**Stated goal**: Rewrite the entries starting with the line that contains "of the tall" and going on through the line that contains "148], [86, 63]]", with "Target" replaced by "Label" and everything else left unchanged. Give only those lines.

________________________

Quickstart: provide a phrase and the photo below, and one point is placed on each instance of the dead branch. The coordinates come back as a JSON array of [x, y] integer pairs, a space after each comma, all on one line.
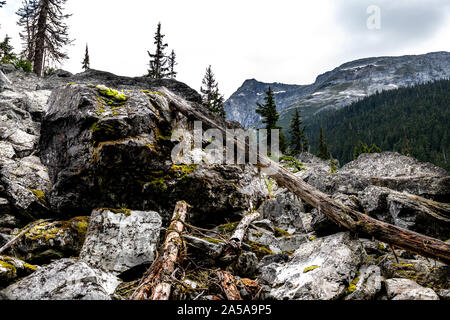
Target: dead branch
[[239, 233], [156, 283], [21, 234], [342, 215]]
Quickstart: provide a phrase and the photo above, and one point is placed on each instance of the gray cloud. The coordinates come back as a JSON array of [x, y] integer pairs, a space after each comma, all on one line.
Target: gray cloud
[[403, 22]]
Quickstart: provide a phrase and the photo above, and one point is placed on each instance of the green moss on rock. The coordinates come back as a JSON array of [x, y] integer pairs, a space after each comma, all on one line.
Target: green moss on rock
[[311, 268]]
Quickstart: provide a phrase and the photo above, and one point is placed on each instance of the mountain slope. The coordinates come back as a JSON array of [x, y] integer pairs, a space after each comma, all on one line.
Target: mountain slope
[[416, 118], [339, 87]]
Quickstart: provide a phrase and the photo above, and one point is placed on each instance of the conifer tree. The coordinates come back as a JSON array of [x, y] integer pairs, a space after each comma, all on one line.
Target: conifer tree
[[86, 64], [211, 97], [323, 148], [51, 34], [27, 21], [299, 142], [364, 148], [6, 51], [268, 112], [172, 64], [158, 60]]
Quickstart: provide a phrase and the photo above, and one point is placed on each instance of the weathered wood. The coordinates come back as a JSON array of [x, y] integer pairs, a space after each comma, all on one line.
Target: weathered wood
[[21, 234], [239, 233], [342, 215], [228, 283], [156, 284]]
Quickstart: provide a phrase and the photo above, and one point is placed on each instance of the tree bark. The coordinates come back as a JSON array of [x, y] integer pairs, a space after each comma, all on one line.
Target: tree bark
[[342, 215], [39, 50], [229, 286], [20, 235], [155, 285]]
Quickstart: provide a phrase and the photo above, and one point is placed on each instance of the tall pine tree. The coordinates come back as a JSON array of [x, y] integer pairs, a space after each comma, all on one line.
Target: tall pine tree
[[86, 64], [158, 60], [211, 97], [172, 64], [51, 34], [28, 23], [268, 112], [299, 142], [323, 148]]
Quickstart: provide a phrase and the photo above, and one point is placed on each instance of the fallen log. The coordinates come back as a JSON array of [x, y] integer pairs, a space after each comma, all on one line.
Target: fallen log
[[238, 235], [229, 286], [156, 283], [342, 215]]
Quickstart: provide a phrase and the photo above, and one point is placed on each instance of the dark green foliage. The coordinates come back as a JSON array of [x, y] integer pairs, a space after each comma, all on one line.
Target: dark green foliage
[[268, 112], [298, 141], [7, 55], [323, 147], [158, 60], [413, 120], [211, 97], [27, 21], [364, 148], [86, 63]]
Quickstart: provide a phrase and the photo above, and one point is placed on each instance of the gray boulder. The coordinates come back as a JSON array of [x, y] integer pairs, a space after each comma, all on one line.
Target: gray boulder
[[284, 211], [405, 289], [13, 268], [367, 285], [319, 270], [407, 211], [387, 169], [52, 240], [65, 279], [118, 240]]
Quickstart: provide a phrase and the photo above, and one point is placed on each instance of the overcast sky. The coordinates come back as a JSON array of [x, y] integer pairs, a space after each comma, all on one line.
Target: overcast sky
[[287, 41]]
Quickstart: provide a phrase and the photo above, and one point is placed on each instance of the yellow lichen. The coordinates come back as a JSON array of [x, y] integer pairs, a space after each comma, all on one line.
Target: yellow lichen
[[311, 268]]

________________________

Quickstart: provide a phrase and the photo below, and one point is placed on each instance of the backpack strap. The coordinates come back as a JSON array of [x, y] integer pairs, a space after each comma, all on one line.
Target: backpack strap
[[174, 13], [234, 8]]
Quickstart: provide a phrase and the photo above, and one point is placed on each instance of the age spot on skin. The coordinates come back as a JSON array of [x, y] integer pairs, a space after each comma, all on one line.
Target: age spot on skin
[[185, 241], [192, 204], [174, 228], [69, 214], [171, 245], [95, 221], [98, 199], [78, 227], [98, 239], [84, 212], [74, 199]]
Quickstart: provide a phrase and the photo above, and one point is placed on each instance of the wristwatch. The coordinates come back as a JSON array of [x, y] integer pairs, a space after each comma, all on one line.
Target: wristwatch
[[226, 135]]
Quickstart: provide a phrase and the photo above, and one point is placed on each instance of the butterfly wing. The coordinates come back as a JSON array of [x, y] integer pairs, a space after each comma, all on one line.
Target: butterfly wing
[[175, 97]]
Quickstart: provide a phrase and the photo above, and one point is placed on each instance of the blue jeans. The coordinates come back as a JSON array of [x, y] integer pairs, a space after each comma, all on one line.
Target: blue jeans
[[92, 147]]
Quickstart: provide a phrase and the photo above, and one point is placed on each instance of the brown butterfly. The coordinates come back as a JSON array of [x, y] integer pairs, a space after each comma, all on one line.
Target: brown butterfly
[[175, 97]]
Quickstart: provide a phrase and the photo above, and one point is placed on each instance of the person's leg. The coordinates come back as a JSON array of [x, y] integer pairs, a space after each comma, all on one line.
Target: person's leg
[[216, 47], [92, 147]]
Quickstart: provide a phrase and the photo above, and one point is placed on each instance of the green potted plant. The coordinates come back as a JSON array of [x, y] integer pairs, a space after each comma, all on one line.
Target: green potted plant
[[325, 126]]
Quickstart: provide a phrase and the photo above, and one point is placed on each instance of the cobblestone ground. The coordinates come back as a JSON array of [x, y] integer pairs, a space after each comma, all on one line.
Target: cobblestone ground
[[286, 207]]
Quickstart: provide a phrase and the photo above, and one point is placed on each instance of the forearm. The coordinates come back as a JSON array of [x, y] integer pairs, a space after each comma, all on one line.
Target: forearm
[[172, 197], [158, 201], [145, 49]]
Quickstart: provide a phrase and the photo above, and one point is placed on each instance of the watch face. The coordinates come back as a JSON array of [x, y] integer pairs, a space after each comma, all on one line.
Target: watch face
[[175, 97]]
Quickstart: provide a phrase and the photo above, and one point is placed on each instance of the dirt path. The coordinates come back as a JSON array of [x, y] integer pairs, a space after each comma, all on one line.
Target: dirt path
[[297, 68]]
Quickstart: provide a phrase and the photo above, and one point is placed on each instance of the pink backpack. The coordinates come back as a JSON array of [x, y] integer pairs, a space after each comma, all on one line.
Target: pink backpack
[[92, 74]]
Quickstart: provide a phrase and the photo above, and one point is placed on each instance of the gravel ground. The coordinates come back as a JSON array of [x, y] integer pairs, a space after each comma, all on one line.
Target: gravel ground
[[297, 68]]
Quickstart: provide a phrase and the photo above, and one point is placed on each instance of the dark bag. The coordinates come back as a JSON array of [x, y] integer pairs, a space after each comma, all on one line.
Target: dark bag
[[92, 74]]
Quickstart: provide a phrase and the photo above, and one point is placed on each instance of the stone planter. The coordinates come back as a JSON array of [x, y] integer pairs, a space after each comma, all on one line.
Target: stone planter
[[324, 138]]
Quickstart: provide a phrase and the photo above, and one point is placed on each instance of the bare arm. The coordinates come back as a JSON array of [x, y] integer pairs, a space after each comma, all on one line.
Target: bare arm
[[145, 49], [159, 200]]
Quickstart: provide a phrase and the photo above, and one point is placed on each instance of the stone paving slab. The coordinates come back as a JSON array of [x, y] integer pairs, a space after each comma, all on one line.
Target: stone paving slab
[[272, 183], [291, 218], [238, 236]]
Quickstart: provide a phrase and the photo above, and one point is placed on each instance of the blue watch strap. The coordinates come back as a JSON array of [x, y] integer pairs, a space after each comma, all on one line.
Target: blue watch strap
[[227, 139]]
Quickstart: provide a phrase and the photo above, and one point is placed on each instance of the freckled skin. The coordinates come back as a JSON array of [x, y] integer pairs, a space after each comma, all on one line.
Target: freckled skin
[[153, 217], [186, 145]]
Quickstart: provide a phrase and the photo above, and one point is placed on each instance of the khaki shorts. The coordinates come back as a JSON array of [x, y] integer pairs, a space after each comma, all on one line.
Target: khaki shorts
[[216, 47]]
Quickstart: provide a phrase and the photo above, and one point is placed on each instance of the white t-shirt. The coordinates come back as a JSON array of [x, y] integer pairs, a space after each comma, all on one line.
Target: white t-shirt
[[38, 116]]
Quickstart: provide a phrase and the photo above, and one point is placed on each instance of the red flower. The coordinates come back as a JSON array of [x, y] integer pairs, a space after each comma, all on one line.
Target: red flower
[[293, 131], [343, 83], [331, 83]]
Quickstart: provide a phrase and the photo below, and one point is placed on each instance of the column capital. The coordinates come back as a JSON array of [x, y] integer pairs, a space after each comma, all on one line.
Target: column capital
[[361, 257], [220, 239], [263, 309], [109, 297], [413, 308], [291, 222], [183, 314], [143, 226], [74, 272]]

________________________

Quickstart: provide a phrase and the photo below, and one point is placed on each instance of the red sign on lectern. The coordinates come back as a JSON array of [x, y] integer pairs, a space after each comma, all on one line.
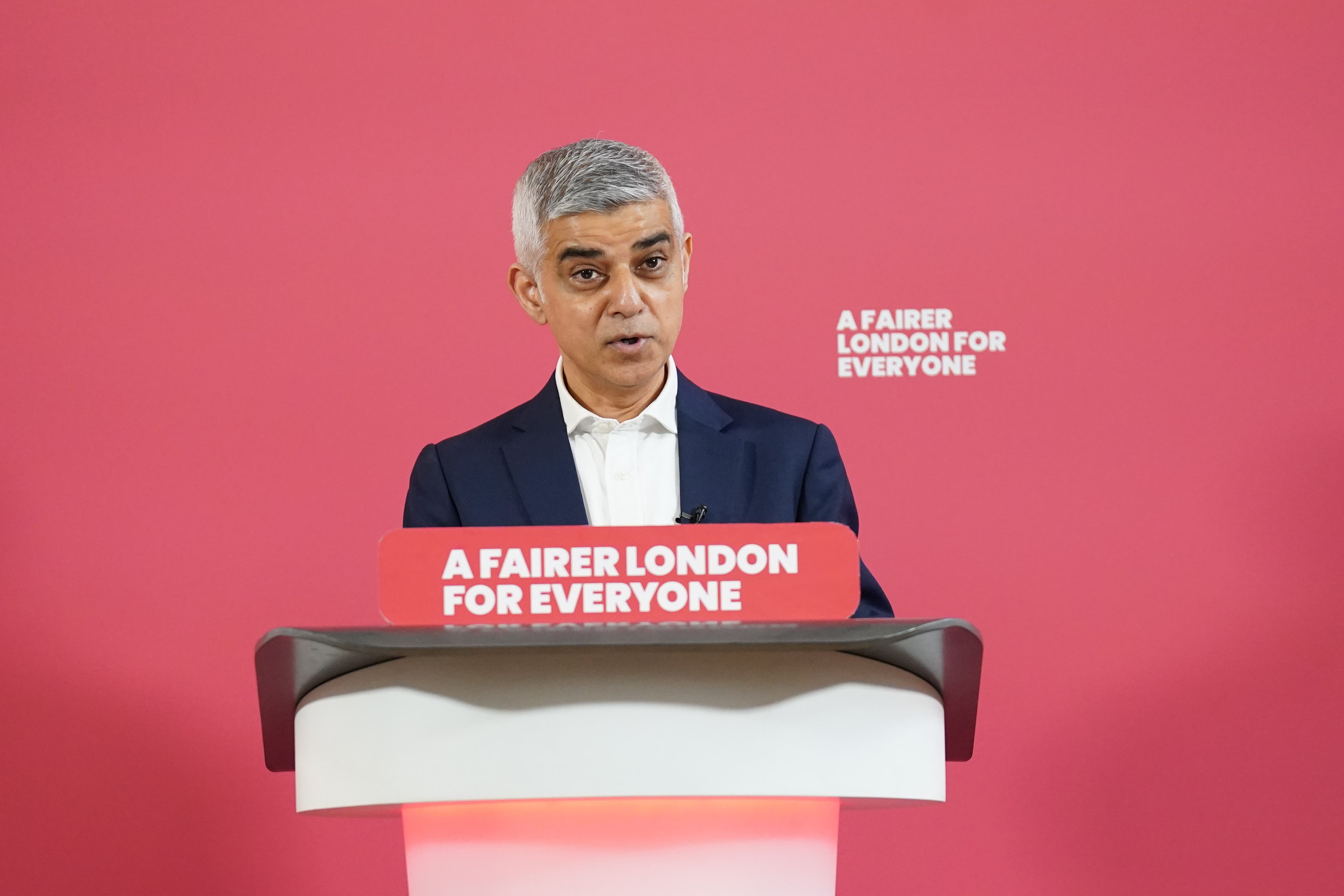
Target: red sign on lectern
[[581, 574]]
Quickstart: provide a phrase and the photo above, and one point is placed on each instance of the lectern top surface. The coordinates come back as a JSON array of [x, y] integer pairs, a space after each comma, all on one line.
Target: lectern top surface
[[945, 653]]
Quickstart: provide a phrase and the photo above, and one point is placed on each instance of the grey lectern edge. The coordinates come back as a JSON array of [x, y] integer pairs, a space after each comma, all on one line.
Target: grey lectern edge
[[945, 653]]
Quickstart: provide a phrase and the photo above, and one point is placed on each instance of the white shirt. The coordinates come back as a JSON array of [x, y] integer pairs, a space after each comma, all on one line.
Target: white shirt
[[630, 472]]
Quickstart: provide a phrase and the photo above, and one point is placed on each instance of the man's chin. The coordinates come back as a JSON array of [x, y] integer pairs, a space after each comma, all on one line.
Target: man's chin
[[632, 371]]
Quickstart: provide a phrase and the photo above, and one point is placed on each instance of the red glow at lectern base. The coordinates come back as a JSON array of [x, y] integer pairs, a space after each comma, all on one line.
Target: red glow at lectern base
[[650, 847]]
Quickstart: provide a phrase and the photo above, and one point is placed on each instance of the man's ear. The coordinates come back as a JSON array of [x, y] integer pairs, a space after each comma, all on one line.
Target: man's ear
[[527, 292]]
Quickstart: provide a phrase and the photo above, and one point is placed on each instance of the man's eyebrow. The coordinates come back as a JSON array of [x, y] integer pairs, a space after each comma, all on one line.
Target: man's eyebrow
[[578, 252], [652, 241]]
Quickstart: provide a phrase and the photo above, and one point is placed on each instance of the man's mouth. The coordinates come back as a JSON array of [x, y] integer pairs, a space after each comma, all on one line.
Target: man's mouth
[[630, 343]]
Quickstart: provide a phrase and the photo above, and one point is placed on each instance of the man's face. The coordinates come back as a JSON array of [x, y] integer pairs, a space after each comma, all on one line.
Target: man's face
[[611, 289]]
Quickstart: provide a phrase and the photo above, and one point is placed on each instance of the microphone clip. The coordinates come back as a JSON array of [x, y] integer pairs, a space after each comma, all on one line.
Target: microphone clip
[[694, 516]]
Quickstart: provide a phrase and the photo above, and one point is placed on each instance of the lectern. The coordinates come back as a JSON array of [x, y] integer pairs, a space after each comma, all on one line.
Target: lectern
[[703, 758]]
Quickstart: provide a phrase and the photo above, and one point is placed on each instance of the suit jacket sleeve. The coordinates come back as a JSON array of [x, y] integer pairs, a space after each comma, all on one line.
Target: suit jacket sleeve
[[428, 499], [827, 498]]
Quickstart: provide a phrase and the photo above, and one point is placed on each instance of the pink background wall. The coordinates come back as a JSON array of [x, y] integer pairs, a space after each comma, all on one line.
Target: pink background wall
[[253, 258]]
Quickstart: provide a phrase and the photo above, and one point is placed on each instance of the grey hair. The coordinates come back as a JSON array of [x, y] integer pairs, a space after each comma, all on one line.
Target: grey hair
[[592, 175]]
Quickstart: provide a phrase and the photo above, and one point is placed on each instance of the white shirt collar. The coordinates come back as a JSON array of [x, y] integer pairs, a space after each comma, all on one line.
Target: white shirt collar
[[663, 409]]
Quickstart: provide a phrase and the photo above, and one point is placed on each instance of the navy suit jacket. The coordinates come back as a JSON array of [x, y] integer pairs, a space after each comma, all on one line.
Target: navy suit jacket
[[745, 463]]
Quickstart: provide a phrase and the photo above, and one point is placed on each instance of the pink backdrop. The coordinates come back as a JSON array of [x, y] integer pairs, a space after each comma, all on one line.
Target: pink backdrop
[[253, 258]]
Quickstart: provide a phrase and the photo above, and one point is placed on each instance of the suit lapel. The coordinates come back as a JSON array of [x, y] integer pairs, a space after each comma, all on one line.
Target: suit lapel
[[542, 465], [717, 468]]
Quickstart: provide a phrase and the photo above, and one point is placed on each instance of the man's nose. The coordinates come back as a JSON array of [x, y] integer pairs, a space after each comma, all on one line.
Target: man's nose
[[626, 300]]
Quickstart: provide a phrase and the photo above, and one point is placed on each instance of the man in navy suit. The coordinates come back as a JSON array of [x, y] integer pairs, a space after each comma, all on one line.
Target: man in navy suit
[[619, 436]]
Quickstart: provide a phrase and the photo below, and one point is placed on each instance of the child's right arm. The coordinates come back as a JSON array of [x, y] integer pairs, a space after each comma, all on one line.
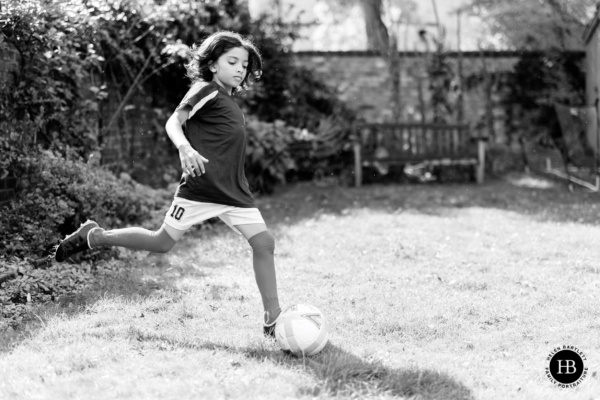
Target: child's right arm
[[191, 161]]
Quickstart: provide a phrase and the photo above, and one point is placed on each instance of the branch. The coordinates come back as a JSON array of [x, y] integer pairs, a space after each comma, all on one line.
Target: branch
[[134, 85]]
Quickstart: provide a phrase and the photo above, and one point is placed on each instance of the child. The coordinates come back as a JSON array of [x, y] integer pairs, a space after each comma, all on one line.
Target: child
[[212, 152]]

________________________

**Written answer**:
Quickstart: provide a phrase and the photo above, and one point is placed on each instance of the tall pine tree. The coordinates come back as a JSON array of [x, y] integer pairs, a space after each comma, all on one line.
Label: tall pine tree
[[86, 64], [158, 60], [211, 97], [172, 64], [51, 34], [28, 23], [268, 112], [299, 142], [323, 148]]
Quickstart: provide a phrase and the photo above, and one point is placed on each instance of the fallen log. The coordinates come back as a JSON array of [x, y] integer pairs, a space after each comma, all on one line.
Label: fallen log
[[238, 235], [229, 286], [156, 283], [342, 215]]
Quickstart: provide a phrase and the photo above, and one point is placed on each instance of the dark green foliage. The coordinates come back as a JSON array of [x, y] integer pairs, a space after each comma, all on one line.
Label: dark green foliage
[[268, 112], [298, 141], [7, 55], [323, 147], [158, 60], [413, 120], [211, 97], [27, 21], [364, 148], [86, 63]]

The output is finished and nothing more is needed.